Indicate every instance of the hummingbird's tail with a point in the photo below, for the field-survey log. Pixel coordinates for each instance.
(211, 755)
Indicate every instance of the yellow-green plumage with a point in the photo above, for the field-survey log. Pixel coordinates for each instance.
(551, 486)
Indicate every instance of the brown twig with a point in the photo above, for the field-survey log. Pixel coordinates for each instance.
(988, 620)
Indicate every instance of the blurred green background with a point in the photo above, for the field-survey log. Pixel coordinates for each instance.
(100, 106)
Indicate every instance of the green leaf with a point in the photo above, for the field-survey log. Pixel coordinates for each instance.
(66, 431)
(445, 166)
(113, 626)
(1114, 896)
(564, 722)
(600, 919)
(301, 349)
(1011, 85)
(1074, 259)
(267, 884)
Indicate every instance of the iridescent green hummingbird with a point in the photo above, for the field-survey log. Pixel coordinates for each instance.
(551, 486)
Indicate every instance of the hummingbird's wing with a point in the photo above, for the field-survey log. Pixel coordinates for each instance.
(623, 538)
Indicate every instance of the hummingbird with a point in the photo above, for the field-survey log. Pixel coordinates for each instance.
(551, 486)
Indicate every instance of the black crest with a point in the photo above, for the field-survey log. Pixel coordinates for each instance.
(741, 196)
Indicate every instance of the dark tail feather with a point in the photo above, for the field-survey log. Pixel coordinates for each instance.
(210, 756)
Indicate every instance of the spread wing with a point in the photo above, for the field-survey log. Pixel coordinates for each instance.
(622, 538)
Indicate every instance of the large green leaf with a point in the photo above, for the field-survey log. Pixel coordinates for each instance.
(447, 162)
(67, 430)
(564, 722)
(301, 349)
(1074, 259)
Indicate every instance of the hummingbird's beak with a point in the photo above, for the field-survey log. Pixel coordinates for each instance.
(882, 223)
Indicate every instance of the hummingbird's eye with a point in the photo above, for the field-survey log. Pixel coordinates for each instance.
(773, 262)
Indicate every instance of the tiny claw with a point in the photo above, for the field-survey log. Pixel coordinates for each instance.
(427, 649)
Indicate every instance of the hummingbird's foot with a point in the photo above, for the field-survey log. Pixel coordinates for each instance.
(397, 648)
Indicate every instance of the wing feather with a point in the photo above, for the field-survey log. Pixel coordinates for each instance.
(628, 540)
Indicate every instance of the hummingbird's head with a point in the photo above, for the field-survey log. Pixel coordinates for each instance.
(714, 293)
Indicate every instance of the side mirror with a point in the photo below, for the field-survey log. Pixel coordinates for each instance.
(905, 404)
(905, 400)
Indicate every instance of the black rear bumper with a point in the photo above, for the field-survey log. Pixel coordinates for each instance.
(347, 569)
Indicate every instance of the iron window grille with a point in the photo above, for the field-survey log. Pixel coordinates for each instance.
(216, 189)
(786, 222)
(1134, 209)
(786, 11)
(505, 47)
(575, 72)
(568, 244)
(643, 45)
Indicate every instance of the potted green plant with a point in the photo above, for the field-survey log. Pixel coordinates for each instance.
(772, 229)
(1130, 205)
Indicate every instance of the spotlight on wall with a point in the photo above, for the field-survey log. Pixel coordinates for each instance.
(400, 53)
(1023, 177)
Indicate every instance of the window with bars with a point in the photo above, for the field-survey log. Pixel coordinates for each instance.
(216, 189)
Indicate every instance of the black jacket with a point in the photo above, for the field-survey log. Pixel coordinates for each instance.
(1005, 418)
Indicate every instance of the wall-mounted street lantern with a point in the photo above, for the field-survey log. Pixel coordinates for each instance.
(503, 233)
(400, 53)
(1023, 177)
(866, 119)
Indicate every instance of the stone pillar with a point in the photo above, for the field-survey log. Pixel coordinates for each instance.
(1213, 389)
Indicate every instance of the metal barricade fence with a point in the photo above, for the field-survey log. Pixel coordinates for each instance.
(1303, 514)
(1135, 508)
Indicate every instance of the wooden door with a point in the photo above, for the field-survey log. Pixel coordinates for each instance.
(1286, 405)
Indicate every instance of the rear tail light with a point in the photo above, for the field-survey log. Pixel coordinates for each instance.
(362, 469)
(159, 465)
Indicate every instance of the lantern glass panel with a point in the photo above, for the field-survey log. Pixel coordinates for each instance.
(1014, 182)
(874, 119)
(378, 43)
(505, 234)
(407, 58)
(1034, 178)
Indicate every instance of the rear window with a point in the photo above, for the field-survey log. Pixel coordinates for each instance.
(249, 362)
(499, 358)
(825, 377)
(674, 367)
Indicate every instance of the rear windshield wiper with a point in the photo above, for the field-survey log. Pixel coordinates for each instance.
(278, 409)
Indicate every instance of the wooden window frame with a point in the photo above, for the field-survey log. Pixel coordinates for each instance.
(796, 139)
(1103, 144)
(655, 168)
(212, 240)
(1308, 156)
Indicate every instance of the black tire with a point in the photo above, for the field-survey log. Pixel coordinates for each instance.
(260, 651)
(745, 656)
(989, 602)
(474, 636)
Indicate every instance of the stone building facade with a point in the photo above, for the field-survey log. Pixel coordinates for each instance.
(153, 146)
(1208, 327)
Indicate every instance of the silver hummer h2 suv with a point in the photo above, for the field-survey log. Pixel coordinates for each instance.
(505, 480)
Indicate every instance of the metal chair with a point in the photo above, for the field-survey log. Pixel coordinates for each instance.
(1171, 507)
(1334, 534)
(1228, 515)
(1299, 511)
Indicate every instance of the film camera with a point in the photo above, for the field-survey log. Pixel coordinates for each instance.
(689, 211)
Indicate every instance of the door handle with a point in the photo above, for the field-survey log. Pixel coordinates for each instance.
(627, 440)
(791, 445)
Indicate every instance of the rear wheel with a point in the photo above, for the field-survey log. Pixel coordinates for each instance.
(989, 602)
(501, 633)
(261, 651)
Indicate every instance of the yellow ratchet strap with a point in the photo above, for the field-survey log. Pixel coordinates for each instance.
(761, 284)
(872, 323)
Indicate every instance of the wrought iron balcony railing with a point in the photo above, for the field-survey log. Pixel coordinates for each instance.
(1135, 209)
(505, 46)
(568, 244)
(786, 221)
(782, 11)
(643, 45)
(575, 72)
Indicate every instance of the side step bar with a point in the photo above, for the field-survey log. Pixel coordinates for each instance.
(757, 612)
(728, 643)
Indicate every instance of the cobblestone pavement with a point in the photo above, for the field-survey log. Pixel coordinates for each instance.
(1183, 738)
━━━━━━━━━━━━━━━━
» Problem description
From the first line to the last, return the records unchanged.

» Response area
Indicate every instance of the hummingbird's tail with a point in the photo below, for the field-survey log. Pixel coordinates for each instance.
(211, 755)
Indicate every instance of the yellow-green plumage with a point in the photo above, for the field-survey log. Pixel coordinates for each instance.
(551, 486)
Indicate every instance of the brown twig with a point in the photo above, for the field-survey log. Pixel coordinates for each instance.
(988, 620)
Indicate every instance of the blurred green background with a point in the photo above, for the field-survey log. Pixel coordinates for each instance.
(100, 106)
Indicate every instance of the green leaf with a point in the photo above, for the field-survey log. Pixel coordinates for each instance.
(66, 431)
(445, 166)
(113, 626)
(1114, 896)
(564, 722)
(600, 919)
(301, 349)
(1011, 85)
(1074, 259)
(267, 884)
Indicate every instance of the iridescent green hummingbird with a point in the photo above, for the field-survey log. Pixel coordinates for each instance.
(551, 486)
Indicate every instance of the hummingbird's wing with a point in the photo above, for the field-survey log. Pixel coordinates for each instance.
(623, 538)
Indicate every instance of the hummingbird with a point in the photo above, for the field-survey log. Pixel coordinates for each instance.
(551, 486)
Indicate every instance of the black crest with a point in the photo above, for the field-survey log. Pixel coordinates for each instance.
(741, 196)
Indicate every instance of the dark tail feather with a point in the photo above, for the field-survey log. Pixel coordinates for each instance.
(210, 756)
Indicate every instance of the spread wing with a point in the photo above, for the field-survey log. Pixel coordinates for each instance.
(622, 538)
Indicate every instance of the large green leaf with a point in the photo above, for the field-survey log. Pixel coordinates for each instance.
(447, 162)
(67, 430)
(564, 722)
(301, 349)
(1074, 259)
Indicate every instance of the hummingbird's beak with a point in the photo above, for the field-survey log. Pixel coordinates for each instance.
(882, 223)
Indicate every instance of the hummingbird's eye with a point in the photo above, for the field-survey log. Pixel coordinates for each instance.
(773, 262)
Indicate every instance of the tiny claw with a point in the photo above, for the field-survey log. Pixel coordinates for each instance.
(427, 649)
Indicate every instance of the hummingbird's foot with a point in the photo above, for the field-survey log. Pixel coordinates for each instance.
(397, 648)
Indicate every instance of the wing feather with a point in the photo above, for the field-survey log. Pixel coordinates for each instance.
(628, 540)
Indicate every instance of the hummingbird's head with a point in the photo above, for the field-survey log. Pixel coordinates for each instance.
(714, 293)
Indicate every instance of the side mirror with a point in the photo below, for the field-survey log. Pixel coordinates for each instance.
(905, 404)
(905, 400)
Indicate every instance of the black rear bumper with a point in the photo above, for the field-survey log. Pixel coordinates for each instance.
(347, 569)
Indicate every instance of the iron window grille with a point in the photo above, for the field-survey log. Pixel coordinates for each instance.
(216, 189)
(786, 222)
(1134, 209)
(786, 11)
(505, 47)
(575, 72)
(568, 244)
(643, 45)
Indicate every instance of the potted green plant with a point in the photo above, for the field-survey log. Pixel coordinates for each instance.
(772, 229)
(1130, 205)
Indicate every instance of the spotlight on wall with a point in the photo above, for the field-survey log. Pixel coordinates for each instance.
(400, 53)
(1023, 177)
Indicate every instance of the window with bars with a point in the photo above, for the field-survey log. Pixel coordinates for each instance.
(216, 189)
Indicate every instance of the black jacket with a point in the photo above, for the field-survey log. Pixel coordinates for each instance.
(1005, 418)
Indicate every instance of the wall-mounted street lantern with a point in the photo above, for the field-survey log. Pixel coordinates for each instance.
(503, 233)
(400, 53)
(1023, 177)
(866, 119)
Indicate every instance of the stone pillar with a point in the photo above, for the field-survey log. Pixel coordinates for each instance.
(1213, 389)
Indicate every instance of the metal barricade fence with a point in the photo above, for the field-survey log. Pixel coordinates for each instance.
(1303, 514)
(1135, 508)
Indicate every instance of the wooden door with a point in the photo above, for the field-survey log. Pixel coordinates for each instance.
(1286, 405)
Indicate every instance of the rear tail light with a point in the photo above, for the field-survey log. Pixel coordinates for each instance.
(362, 469)
(159, 465)
Indicate every instance of the lantern glass panel with a point in the photo above, for the field-survey log. Pixel coordinates for each instance.
(1014, 182)
(874, 119)
(378, 43)
(505, 234)
(407, 58)
(1034, 178)
Indicate every instance of the rear window with a point in the photo above, for the field-survey log. Pixel coordinates for each instance.
(249, 362)
(499, 358)
(825, 377)
(674, 367)
Indicate every instance of the rear windshield wiper with a point in the photo above, for the field-survey log. Pixel coordinates for each instance.
(278, 409)
Indicate every instance of the wooden window frame with a point in the photo above, for the field-survey log. Pixel coordinates for each instance.
(796, 139)
(1103, 144)
(655, 168)
(212, 240)
(1308, 156)
Indicate every instance of the black tire with a point in the photo above, for the field-survey log. Pixel coordinates for each instance.
(260, 651)
(745, 656)
(989, 602)
(474, 636)
Indicate every instance of the stone building facade with a point in the photo above, for the field-survey log. Pixel coordinates for each instance.
(153, 146)
(1208, 327)
Indicate every instance of the silver hummer h2 suv with a point in the photo above, for the field-survey log. Pixel coordinates for each instance.
(505, 480)
Indicate every instance of the metal chair with a point in the photo above, for the field-survey log. Pixel coordinates for each instance.
(1171, 507)
(1334, 534)
(1228, 515)
(1299, 511)
Indicate every instance of the film camera with a point in the photo above, for the field-survey log. Pixel coordinates for each instance.
(689, 211)
Indicate every instance of the door handle with a point in the photo above, for the field-survey log. Pixel coordinates for each instance.
(627, 440)
(791, 445)
Indicate every instance of the rear wheel with a point in the photo above, for the field-survey log. Pixel coordinates for each instance.
(989, 602)
(501, 633)
(261, 651)
Indicate every instance of the yellow ratchet strap with a point in the photo above, for the field-survey log. Pixel coordinates for each instance.
(761, 284)
(872, 323)
Indicate every instance of the wrought iron balcony railing with a point in the photo above, for the field-survey log. Pixel coordinates for each instance.
(1135, 209)
(505, 46)
(568, 244)
(786, 221)
(782, 11)
(643, 45)
(575, 72)
Indicate every instance of the side step bar with a point in the photo above, for the field-survey log. Pixel coordinates for each instance.
(757, 612)
(728, 643)
Indicate every instance of the cobblestone pavement with a point in the photo above, for the field-survey log. Pixel coordinates for each instance.
(1183, 738)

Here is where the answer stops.